[SOURCE PASSAGE]:
┌────────

# Punkin' Seeds



## uberhack (Oct 30, 2009)

Anyone have a method for smoking pumpkin seeds?
Just got done with the jack o' lanterns. Was about to toast them in the oven and my brain went <ding!>


----------



## Dutch (Oct 30, 2009)

Normally, I soak the seeds in salt water, drain and then put them in a 200-250* oven until they are dry. I start them at 250* to give them a good start at drying out and then turn the temp down 25* after 35-40 minutes. I start checking them (taste testing) after they have been in for an hour. They are usually done within an hour to an hour and a half. You should be able to get the same results by putting the seeds in a 230-250* smoker. I would forgo the salt water soak and just put them into the smoker on a cookie sheet or lay a piece of cheese cloth on a rack and place the seeds on the cloth. With the cheese cloth you would get better smoke circulation.


----------



## waysideranch (Oct 30, 2009)

Smok'm in a little melted butter poured over the top.  So da*m good.


----------



## the dude abides (Oct 30, 2009)

Never smoked 'em.  But almost always do them in the oven.  Soak them in salt water for about 30 minutes, dry them off best you can with a kitchen towel, spread them in an even layer on a cookie sheet, lightly dust them with table salt and sometimes a little granulated garlic and off to a 225* oven til they start to brown just a little.

But I don't see any reason you couldn't do the same thing in a smoker.

Let us know how it goes.  And be sure to include some pictures.


----------



## richtee (Oct 31, 2009)

The butter is good. Can clarify it for a longer "life" if needed.

Also just a package of powdered ranch mix works well too!


----------



## richoso1 (Oct 31, 2009)

Dutch, I'm going to try smoking them in the cheese cloth you mentioned. I probably will sprinkle a little hickory smoked sea salt on them. Thanks for the good tip on the cheese cloth.


----------

└────────

[DATA ROWS]:

┌────────

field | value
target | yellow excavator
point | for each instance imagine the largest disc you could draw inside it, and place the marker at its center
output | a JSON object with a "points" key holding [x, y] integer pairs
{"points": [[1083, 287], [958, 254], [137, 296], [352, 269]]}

└────────

[TASKS AND EXERCISES]:
a – Translate this sentence from the pumpkin seed thread into Spanish: "With the cheese cloth you would get better smoke circulation."
b – Give the username of every person who posted in the pumpkin seed thread.
c – In the pumpkin seed thread, how long after putting the seeds in the oven does Dutch lower the temperature by 25 degrees?

[THE ANSWERS]:
a – Con la estopilla obtendrías una mejor circulación del humo.

b – uberhack, Dutch, waysideranch, the dude abides, richtee, richoso1

c – After 35 to 40 minutes.